### TASK DESCRIPTION
Everything from the line containing "of the seated" through the last line of the records below should be printed exactly, please, and nothing else.

### EXERCISE MATERIALS
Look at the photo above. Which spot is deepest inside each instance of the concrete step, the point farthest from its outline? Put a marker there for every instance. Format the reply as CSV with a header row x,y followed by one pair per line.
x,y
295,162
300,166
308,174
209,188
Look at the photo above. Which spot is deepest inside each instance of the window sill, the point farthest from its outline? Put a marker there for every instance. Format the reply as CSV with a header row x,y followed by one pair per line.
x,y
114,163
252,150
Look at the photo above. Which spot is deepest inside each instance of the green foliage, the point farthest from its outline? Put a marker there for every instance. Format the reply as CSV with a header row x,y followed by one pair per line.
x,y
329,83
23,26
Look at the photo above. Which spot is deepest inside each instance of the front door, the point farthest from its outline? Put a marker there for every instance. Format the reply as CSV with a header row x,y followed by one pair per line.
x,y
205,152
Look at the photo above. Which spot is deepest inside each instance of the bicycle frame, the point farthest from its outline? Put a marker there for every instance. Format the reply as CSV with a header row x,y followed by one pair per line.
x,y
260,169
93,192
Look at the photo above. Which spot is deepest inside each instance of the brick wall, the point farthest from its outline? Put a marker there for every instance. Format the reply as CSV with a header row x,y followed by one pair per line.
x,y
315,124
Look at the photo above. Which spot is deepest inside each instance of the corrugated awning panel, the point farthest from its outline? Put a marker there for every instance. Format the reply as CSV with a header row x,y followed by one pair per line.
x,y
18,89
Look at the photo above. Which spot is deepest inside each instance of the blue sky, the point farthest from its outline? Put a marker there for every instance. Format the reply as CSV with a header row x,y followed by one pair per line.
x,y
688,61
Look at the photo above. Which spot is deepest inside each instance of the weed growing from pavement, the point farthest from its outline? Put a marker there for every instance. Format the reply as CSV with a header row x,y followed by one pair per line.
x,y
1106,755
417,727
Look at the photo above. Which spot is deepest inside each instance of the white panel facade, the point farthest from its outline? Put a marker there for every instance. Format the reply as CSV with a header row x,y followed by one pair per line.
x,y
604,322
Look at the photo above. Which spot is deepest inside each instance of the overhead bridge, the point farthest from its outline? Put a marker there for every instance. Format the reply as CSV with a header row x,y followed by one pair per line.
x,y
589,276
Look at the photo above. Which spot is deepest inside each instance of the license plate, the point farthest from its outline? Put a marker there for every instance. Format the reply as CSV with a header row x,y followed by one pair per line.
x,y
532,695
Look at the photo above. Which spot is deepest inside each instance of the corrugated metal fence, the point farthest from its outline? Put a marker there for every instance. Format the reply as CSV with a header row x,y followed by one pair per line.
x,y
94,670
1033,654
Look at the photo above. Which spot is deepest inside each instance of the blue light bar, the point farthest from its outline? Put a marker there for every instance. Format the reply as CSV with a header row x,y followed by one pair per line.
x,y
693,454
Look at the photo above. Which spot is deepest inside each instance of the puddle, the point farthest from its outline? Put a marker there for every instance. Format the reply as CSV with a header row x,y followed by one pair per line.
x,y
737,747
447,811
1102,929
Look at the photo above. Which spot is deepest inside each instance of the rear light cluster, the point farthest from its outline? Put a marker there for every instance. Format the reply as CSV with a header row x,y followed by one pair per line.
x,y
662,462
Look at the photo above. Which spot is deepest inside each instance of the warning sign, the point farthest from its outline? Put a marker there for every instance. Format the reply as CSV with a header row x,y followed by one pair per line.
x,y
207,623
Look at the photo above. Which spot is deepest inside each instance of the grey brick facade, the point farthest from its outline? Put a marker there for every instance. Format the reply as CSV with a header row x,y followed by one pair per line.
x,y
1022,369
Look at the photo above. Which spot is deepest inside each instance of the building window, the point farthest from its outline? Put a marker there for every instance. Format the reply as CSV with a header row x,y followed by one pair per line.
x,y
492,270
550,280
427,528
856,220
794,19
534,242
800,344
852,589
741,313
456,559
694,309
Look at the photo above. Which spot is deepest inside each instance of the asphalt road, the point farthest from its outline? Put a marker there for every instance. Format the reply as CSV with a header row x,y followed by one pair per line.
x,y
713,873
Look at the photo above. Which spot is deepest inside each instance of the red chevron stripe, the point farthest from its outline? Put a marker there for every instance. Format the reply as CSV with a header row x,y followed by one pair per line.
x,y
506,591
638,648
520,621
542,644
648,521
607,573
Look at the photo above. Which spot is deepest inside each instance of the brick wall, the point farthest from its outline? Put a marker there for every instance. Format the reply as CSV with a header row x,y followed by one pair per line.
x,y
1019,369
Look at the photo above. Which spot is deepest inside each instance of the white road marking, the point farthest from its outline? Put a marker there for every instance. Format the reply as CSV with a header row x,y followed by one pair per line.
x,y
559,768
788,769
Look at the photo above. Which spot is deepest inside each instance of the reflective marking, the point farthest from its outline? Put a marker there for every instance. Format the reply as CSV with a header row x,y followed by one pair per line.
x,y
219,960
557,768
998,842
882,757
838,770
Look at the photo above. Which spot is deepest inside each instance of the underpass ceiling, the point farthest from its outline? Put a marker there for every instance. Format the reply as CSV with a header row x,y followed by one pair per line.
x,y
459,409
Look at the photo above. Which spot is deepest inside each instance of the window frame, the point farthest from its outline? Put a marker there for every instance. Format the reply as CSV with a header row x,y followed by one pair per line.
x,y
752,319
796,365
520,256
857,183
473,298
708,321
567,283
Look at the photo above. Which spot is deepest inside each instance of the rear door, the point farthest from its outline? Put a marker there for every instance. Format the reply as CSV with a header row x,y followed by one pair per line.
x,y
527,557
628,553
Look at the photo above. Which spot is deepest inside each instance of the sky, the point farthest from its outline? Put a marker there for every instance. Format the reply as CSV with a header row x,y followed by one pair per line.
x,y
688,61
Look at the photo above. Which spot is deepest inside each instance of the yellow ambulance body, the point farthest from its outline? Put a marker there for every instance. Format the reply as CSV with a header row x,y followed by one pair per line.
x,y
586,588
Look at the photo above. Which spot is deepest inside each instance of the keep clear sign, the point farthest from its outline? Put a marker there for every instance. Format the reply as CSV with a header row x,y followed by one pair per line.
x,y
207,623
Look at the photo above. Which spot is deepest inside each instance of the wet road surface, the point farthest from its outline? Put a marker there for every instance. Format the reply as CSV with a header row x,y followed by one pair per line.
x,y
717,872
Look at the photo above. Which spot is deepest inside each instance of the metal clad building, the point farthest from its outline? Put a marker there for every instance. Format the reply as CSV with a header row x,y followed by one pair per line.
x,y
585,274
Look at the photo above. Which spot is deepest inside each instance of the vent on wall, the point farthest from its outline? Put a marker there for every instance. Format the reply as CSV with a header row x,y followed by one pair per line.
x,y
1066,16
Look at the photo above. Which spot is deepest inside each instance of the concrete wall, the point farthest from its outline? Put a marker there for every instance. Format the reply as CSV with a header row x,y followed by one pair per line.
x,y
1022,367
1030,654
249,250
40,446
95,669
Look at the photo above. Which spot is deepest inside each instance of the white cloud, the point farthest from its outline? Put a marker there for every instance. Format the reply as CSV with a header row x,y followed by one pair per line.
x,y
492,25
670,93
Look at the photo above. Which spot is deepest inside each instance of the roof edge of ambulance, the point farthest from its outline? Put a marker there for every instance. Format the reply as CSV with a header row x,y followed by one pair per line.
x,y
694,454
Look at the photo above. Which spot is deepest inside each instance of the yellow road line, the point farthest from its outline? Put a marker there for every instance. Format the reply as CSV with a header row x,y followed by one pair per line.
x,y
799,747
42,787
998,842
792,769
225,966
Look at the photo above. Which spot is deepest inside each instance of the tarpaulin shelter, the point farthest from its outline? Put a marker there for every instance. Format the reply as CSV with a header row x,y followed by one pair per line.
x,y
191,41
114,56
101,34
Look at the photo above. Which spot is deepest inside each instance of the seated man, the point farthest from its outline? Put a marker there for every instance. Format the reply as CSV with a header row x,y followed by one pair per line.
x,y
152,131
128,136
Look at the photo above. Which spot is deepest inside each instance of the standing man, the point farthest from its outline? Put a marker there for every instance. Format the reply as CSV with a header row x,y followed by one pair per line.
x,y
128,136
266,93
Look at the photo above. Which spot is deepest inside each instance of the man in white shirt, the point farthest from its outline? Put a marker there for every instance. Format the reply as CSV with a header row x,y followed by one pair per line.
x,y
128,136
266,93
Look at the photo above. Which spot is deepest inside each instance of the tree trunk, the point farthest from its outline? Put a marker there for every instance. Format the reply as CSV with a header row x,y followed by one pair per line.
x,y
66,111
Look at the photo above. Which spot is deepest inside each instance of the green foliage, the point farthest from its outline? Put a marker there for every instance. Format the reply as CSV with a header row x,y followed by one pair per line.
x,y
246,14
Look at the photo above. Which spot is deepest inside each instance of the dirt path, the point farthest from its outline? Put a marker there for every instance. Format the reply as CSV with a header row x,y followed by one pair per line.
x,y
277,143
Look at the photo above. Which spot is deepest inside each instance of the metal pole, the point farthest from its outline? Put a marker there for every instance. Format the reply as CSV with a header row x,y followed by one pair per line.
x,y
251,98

### RESULT OF THE TASK
Look at the photo above. Which spot is deepest inside each instance of the seated man, the point farthest from its outline? Put a marker there for every instance. Format the reply as CSV with a header row x,y followed by one pair per line.
x,y
152,131
128,136
Look at the photo above. Which spot is deepest inside each instance of the standing man, the point farthest from its outline? Put a marker there for every instance. Format the reply as CSV with a header row x,y followed by one pair per line.
x,y
128,136
266,93
Look at the photo above. Which spot is deepest inside each instance of the man in white shirt, the point farthest from its outline? Put a marker there for every instance. Format the reply as CSV with a header row x,y followed by one pair per line.
x,y
128,136
266,93
Look at the photo above. Which spot is deepest inside each instance of the tree trunk, the point farthest from its outline? Put a marker there for every instance. Format the reply as CSV with a header row x,y followed by one pair per line.
x,y
66,111
Look at the photo above. Which spot is deepest inside each instance of the green foliage, the point farthest from its outline? Put a marker there for every instance. Format the reply as CSV with a header row x,y followed by one pair per line.
x,y
246,14
Look at the photo above. Which spot is deepest inside each instance of the dirt path, the point farthest from its outline? Put a marker there for every instance. Format the reply as CSV with a header row x,y followed by one pair per line.
x,y
277,143
Look at the photo above. Which spot is deepest inside each instance of the metal pole, the point farthest from its outline? Put a marker there for every instance. Format the reply as CSV with a header row x,y followed by one pair per line.
x,y
251,98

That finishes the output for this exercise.